*Extrait présenté*
Billetterie

Hommage à Pierre Rissient, Mister Everywhere

 

Bertrand Tavernier : « Pierre Rissient est mort cette nuit. Son épouse Yung Hee me demande de vous le faire savoir et, en pensant à elle, c’est avec une infinie tristesse que j'écris ce message. Pierre était un grand être humain et un cinéphile absolu. Nous le pleurons. »


Cinéphile éclairant et éclaireur, Pierre Rissient fut, tour à tour, programmateur de cinéma, attaché de presse, distributeur, producteur, réalisateur…  Au début des années 1960, il crée le Cercle de cinéphiles Mac-Mahon, puis devient assistant-réalisteur de Claude Chabrol, attaché de presse de Jacques Deray, de Jean Renoir et du Servant de Joseph Losey. Distributeur, il sort en France Shock Corridor de Samuel Fuller et défend les cinéastes Léo McCarey et Abraham Polonsky. Proche de Jerry Schatzberg, Clint Eastwood, Francis Ford Coppola et Quentin Tarantino, il a oeuvré à la reconnaisse européenne de Jane Campion, King Hu, Lino Brocka… C’était un intime de l’Institut Lumière et du festival Lumière, où le film que Benoit Jacquot et Pascal Mérigeau lui ont consacré, Gentleman Rissient, fut plusieurs fois projetés. 

Cinq et la peau, le long-métrage de Pierre Rissient réalisé en 1982, tourné à Manille, est sélectionné à Cannes Classics 2018, et sera projeté lundi 14 mai. Le film ressortira en France mercredi 30 mai (Carlotta Films).

Pierre Rissient était Mister Everywhere.

 

Pierre Rissient

 

« Il n'y avait chez moi aucune ambition, aucun calcul pour un futur. Lire un livre que l'on a pas encore lu, attendre un film, ou en programmer un… C’était une boulimie : voir, savoir, connaître sentir. J'étais de plus en plus passionné, happé par les films, le théâtre, la littérature, tant et si bien qu'après mon bac c'était à peine si j'assistais à deux ou trois cours de droit. Je suspendis mes études par cinéphile.

Durant le service militaire, nous avons mis en place le Cercle de Mac-Mahon, vu qu'au service cinématographique des armées je pouvais sortir tous les soirs et que mes week-ends étaient libres. Le but était d’organiser des avant-premières au Mac-Mahon pour présenter des films et des auteurs que nous défendions. Nous y invitions des journalistes et des critiques. Le film qui ouvrit avec succès la programmation du Cercle, en 1961, fut Blind Date, de Joseph Losery. (…)

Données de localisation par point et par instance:

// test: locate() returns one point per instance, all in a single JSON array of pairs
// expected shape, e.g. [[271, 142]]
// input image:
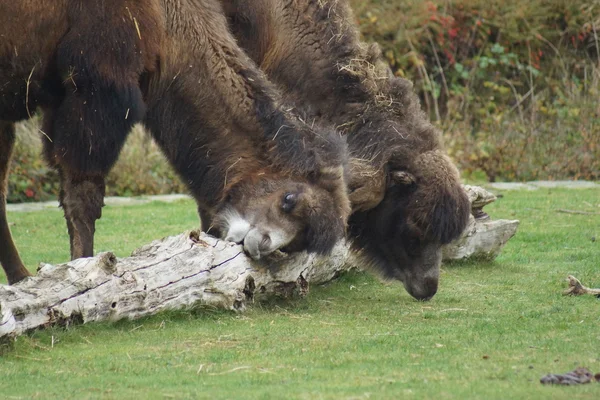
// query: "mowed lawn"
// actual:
[[491, 332]]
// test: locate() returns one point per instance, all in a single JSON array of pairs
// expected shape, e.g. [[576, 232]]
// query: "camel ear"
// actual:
[[402, 178]]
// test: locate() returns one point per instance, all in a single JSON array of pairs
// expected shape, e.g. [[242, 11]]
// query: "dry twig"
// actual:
[[577, 289]]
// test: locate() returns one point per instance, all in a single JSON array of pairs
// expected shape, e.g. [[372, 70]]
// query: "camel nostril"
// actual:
[[265, 243]]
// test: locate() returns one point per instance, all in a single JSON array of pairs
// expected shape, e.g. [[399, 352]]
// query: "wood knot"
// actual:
[[108, 262]]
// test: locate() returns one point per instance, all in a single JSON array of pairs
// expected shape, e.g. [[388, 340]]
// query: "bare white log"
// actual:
[[193, 268], [483, 238], [172, 273]]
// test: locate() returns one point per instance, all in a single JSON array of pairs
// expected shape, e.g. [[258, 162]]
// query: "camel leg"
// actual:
[[9, 256], [82, 199]]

*Problèmes à résoudre*
[1] Répondez aux questions suivantes d'après l'hommage à Pierre Rissient.
(a) Comment s'appelle l'épouse de Pierre Rissient ?
(b) Dans quelle ville a été tourné Cinq et la peau ?
(c) Quel film ouvrit la programmation du Cercle en 1961 ?
[2] Recopiez mot pour mot le passage de l'hommage à Pierre Rissient qui commence par « Cinq et la peau, le » et se termine par « mai (Carlotta Films). ».
La liste n'est pas nécessaire pour ce travail.

*Réponses par tâche*
[1]
(a) Yung Hee.
(b) Manille.
(c) Blind Date.

[2]
Cinq et la peau, le long-métrage de Pierre Rissient réalisé en 1982, tourné à Manille, est sélectionné à Cannes Classics 2018, et sera projeté lundi 14 mai. Le film ressortira en France mercredi 30 mai (Carlotta Films).